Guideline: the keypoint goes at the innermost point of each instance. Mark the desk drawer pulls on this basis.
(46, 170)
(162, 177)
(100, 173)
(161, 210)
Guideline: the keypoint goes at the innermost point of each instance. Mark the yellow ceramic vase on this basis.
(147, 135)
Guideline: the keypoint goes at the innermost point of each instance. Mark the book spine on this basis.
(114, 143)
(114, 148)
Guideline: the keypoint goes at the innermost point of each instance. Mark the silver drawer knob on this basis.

==

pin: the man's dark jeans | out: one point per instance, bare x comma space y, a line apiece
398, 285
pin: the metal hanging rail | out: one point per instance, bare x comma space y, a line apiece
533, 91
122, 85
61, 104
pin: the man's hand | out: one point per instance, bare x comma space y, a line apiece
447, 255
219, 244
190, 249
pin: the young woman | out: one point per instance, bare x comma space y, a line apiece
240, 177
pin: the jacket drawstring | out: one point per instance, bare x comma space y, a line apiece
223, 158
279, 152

What you are asked to do: Reproduce every row from the one containing "spine on this basis." through the one containing "knob on this basis.", requests included. Scale each coordinate in the answers by 2.3 and round it to a whole number, with halves going up.

Problem solution:
Guideline: the keypoint goes at the innermost point of each instance. Mark the book spine on this basis.
(262, 329)
(262, 340)
Guideline: the keypoint goes at the innermost point of each instance. Mark the silver drawer knob on this basis.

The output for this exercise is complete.